ABOUT THIS EXERCISE :: Return only that part of the material below which starts with the line containing "like point(269, 141)" and goes on through the line containing "# test: pin the green hedge, one", restated exactly.

***

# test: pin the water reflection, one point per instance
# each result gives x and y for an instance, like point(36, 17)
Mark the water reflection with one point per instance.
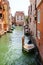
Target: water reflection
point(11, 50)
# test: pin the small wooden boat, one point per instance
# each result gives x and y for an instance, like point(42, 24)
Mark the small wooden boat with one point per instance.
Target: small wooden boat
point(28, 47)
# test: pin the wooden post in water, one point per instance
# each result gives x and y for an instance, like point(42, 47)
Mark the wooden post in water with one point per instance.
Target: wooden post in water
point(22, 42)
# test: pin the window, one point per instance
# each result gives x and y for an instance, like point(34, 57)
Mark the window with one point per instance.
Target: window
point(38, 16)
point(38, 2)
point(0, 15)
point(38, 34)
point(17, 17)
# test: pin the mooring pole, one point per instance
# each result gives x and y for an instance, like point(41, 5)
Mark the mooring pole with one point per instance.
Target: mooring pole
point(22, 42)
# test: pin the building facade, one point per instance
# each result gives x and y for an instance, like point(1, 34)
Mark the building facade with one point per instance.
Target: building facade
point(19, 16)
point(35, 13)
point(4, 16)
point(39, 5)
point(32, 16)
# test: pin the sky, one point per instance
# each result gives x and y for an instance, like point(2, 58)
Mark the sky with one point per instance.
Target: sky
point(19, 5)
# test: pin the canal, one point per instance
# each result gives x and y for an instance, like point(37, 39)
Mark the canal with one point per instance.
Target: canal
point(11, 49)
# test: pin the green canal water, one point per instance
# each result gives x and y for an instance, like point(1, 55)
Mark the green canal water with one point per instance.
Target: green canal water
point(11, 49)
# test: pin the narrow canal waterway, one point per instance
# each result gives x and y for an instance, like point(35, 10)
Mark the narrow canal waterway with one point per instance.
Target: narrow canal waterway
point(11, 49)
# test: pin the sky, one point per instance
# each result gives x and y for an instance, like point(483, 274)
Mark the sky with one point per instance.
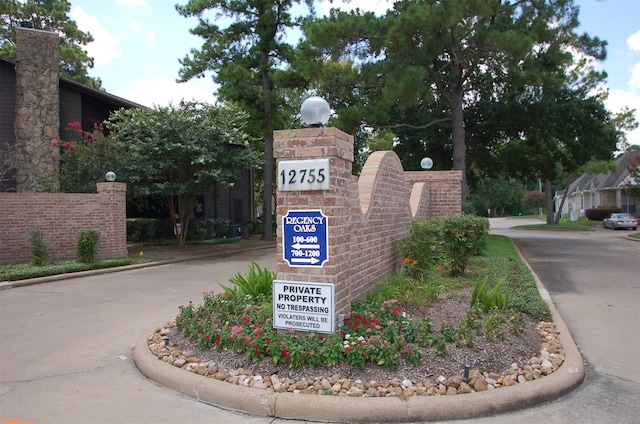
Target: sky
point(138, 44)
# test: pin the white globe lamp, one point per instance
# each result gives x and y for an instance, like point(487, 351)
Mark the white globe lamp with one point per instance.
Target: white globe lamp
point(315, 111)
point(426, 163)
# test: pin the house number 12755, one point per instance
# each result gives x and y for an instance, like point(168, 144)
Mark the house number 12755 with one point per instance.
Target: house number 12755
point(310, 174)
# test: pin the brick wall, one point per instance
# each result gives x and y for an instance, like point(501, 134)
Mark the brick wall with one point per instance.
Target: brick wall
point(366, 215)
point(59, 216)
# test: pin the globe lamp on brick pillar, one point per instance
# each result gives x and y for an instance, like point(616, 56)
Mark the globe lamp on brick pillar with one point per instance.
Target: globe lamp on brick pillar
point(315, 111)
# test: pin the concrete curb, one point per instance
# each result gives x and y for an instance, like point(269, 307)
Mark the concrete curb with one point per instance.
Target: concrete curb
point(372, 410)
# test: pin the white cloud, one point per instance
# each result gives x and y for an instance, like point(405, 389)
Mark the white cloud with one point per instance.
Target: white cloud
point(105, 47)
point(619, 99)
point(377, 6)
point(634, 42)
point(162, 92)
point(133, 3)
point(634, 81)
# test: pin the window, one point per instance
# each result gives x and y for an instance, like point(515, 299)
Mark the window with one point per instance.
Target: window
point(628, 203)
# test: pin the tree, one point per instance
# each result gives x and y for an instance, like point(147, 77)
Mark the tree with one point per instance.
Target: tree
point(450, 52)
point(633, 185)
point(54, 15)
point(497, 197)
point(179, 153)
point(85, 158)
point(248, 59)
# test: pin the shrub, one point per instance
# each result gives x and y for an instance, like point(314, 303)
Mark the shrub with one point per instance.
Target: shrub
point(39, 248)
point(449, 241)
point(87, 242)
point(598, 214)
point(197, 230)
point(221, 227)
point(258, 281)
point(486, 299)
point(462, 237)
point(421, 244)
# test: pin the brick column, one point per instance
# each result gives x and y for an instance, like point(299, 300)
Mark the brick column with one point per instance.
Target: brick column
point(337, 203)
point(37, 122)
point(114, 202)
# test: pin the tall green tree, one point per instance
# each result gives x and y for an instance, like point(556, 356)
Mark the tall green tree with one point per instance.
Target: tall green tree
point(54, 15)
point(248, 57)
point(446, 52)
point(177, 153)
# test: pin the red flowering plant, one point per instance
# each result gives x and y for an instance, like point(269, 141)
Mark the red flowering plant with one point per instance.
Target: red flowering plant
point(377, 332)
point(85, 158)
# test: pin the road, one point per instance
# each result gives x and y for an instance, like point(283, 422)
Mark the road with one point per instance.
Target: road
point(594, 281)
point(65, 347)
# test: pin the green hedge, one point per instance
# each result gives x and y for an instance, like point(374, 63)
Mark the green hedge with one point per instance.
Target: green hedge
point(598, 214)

***

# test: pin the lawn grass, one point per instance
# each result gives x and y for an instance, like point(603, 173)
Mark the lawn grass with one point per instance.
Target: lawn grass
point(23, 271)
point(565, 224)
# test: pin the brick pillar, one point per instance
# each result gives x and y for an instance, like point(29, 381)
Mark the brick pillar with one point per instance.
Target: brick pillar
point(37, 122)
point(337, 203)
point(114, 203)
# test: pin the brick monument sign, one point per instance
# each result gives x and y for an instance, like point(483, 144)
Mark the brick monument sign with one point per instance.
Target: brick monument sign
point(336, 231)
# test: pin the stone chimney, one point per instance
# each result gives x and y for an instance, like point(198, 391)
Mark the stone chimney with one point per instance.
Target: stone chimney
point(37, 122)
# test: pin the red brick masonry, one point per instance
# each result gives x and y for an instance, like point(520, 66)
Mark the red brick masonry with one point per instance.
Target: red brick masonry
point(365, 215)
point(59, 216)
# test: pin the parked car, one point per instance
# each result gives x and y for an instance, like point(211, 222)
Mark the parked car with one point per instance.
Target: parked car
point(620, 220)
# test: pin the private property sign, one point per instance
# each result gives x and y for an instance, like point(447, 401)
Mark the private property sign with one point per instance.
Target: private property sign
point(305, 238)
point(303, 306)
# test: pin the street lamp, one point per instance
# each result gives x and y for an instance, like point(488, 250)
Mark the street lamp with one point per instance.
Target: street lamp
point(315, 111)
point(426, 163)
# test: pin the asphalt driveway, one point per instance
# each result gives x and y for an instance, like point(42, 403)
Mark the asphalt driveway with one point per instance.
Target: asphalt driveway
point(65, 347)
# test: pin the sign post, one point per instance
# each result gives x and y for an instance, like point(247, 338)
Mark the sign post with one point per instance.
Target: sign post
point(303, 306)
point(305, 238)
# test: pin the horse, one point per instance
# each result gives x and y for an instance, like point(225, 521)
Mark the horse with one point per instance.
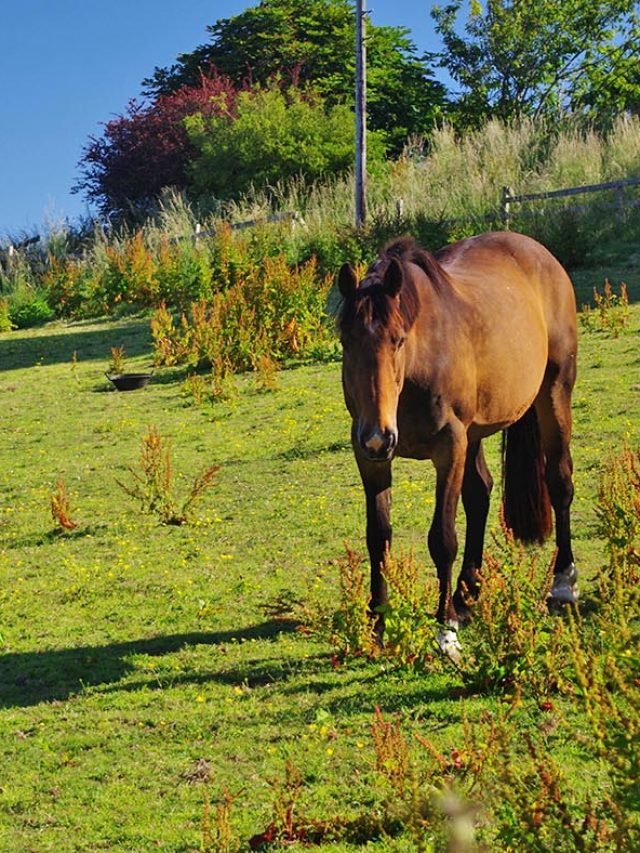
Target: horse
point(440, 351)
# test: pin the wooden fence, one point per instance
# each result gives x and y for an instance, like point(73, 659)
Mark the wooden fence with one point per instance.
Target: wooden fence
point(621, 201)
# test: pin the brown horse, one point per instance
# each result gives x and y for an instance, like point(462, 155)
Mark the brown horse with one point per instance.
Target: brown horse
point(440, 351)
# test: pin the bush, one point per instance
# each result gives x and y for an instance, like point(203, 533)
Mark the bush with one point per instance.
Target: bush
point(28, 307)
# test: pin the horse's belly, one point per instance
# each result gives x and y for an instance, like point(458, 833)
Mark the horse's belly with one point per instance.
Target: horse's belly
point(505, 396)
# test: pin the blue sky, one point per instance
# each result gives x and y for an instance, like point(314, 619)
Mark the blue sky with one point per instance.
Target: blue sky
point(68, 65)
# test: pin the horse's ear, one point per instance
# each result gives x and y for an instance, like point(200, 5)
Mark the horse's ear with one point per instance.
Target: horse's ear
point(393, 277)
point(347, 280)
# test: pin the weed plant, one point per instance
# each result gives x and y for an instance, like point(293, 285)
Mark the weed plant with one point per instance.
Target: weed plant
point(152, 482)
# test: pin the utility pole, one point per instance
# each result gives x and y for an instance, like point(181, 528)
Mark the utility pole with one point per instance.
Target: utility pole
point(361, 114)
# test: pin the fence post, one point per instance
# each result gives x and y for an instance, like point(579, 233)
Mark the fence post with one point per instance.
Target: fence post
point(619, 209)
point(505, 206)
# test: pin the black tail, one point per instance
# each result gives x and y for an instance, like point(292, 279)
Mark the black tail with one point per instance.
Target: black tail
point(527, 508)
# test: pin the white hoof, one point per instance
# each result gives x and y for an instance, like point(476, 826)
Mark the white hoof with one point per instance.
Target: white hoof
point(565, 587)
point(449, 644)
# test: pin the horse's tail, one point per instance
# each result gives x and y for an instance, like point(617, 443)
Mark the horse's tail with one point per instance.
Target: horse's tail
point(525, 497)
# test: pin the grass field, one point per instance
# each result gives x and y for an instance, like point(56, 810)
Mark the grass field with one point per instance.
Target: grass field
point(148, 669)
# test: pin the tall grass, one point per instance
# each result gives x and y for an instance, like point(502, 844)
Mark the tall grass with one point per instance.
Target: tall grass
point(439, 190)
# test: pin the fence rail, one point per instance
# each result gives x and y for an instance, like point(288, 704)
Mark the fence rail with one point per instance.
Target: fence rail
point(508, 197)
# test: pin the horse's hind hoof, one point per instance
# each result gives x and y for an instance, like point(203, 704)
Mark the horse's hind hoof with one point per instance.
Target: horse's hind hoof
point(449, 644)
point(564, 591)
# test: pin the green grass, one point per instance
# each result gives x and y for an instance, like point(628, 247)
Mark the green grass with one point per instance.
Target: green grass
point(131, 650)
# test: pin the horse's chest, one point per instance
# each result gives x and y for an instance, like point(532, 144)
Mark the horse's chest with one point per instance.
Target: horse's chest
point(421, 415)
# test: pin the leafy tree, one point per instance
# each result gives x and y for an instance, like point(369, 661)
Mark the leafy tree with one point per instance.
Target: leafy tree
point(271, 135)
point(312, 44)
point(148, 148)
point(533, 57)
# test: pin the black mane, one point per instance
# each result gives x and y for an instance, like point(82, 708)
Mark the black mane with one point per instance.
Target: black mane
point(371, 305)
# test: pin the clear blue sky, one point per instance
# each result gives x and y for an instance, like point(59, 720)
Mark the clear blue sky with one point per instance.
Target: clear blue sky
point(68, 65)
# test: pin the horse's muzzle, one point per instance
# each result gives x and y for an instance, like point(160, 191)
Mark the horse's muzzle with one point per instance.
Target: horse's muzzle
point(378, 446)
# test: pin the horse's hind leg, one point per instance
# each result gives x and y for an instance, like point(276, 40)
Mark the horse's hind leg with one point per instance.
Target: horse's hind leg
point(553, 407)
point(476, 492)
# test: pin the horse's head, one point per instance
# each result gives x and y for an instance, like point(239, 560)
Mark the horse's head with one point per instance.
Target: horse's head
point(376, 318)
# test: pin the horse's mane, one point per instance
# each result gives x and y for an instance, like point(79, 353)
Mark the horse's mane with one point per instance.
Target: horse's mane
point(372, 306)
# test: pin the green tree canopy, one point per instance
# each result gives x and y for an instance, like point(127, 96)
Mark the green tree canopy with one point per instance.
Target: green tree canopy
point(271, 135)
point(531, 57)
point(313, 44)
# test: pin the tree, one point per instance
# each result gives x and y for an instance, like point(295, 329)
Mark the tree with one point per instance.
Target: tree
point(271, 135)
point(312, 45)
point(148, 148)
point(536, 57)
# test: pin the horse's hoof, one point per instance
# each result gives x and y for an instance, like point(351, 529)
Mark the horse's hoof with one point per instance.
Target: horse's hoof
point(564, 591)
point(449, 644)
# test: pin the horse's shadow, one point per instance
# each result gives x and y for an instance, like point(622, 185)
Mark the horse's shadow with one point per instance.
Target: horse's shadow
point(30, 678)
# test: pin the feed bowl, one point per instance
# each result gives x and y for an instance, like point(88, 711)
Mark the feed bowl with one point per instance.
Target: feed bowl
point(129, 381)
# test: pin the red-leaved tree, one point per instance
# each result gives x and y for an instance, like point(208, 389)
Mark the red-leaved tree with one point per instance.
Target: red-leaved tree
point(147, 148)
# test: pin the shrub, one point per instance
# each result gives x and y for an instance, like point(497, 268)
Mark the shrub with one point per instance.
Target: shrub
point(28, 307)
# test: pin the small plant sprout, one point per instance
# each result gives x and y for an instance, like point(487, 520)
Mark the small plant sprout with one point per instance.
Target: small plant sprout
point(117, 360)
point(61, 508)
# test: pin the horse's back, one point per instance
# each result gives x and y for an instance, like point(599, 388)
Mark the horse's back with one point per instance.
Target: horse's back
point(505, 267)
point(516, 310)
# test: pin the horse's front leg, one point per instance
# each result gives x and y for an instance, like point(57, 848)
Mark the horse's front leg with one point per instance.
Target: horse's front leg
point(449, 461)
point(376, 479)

***

YOUR SOLUTION ::
# each result gives x and y for an instance, like point(269, 141)
Mark the red flowering plant with one point per instance.
Target: red flowering plant
point(377, 332)
point(85, 158)
# test: pin the road, one point per instance
# each result gives x and y for an instance, like point(283, 422)
Mark the road with one point per instance.
Target: road
point(594, 281)
point(65, 347)
# test: pin the green hedge, one point per instance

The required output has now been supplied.